***** Trecho exibido *****
“Foram nove anos sendo abusada praticamente todos os dias. Era algo cotidiano, coisa rotineira. Perdi as contas de quantas vezes fui vítima. Tinha vez que chegava a ser estuprada duas vezes no dia”. O relato é da estudante de Direito Eva Luana da Silva, de 21 anos, que usou as redes sociais para relatar que ela e a mãe foram constantemente violentadas e torturadas durante anos pelo padrasto.
A jovem relatou que ainda se sente com medo mesmo após prisão de padrasto Thiago Oliveira Alves, na semana passada, após ela ter procurado a Polícia Civil para denunciar o caso. É que as lembranças dos momentos de terror que viveu por mais de oito anos ainda as deixa inquieta.
“Não tenho como dizer o que foi mais terrível, porque tudo foi muito ruim. No entanto, os abusos e os estupros foram mais fortes. As torturas que sofri mexeram muito comigo, com o meu psicológico. Em determinadas ocasiões, passava um dia inteiro sendo torturada”, destacou.
*****
- **A fazer**:
a. Qual é a idade da estudante de Direito citada na reportagem sobre os abusos?
b. Dê continuidade à reportagem sobre os abusos a partir do ponto em que ela termina.
Os dados abaixo não são necessários.
***** Dados extraídos *****
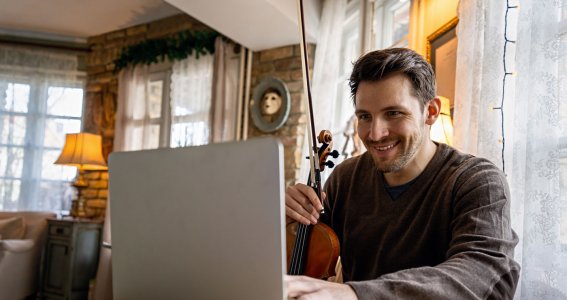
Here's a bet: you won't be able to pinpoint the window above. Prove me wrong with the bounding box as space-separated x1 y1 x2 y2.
115 55 213 151
0 48 83 210
371 0 411 49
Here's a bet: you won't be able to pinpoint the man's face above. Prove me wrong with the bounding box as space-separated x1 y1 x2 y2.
355 74 429 173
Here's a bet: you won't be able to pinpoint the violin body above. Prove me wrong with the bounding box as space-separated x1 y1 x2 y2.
286 0 340 279
286 222 340 279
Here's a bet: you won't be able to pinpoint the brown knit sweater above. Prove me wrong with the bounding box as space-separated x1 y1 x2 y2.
323 144 520 299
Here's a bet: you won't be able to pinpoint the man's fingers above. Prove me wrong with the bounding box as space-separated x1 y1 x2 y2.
285 195 319 225
286 184 323 211
285 205 314 225
284 275 319 297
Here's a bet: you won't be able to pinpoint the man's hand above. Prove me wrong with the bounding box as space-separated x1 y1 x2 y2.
285 184 325 225
285 275 358 300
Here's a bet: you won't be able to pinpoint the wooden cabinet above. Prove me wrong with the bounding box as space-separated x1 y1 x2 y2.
41 219 102 300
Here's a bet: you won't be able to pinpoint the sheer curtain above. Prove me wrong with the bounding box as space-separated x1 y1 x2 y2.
299 0 352 181
455 0 567 299
93 55 213 300
169 54 214 147
211 36 244 143
114 65 153 151
0 45 85 211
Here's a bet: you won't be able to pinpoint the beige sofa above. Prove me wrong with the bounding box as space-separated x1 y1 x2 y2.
0 212 56 300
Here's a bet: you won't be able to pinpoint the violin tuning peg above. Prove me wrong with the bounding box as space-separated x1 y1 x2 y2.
331 150 340 158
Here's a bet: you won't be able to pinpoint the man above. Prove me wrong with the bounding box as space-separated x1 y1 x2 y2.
286 48 520 299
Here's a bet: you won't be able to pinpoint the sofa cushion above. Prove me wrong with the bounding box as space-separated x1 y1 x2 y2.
0 217 26 240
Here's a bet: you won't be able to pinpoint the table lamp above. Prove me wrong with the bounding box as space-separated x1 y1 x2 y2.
431 96 453 146
55 132 108 218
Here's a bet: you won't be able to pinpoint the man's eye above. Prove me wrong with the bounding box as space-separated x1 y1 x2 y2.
386 111 402 117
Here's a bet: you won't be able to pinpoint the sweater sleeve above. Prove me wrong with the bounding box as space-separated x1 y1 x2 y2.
347 160 520 299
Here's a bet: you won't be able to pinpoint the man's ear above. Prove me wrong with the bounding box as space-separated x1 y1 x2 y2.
425 97 441 125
*****
- **Respostas**:
a. Ela tem 21 anos.

b.
Como resultado dos estupros cometidos pelo padrasto desde que ela tinha 12 anos, a jovem disse que fez vários abortos. “Foram quatro ou cinco vezes”, lembra.
Eva levou o caso a público após relatar em cinco posts no Instagram toda a violência pela qual foi submetida dentro da própria casa, e que teve início quando ela tinha 12 anos. Ela conta que a mãe era constantemente vítima do companheiro e que, depois, passou a ser alvo dele também.
Artistas compartilharam as postagens da estudante.
A delegada Florisbela Rodrigues, titular da Delegacia Especializada de Atendimento à Mulher (DEAM) de Camaçari, que apura o crime, confirmou que a jovem prestou depoimento. A mãe dela também falou com a polícia e confirmou as denúncias da filha.
O homem está preso desde quarta-feira, na Delegacia Especializada de Atendimento à Mulher (DEAM) de Camaçari, onde a jovem fez a denúncia, no dia 30 de janeiro. Natural de São Paulo, o suspeito atuava como assessor técnico da Secretaria Municipal de Habitação de Camaçari mas foi exonerado no dia 1º de fevereiro.
Eva conta que não teve mais contato com o padrasto, porque saiu de casa com a mãe por medo, mas diz que ficou sabendo que ele estava as procurando.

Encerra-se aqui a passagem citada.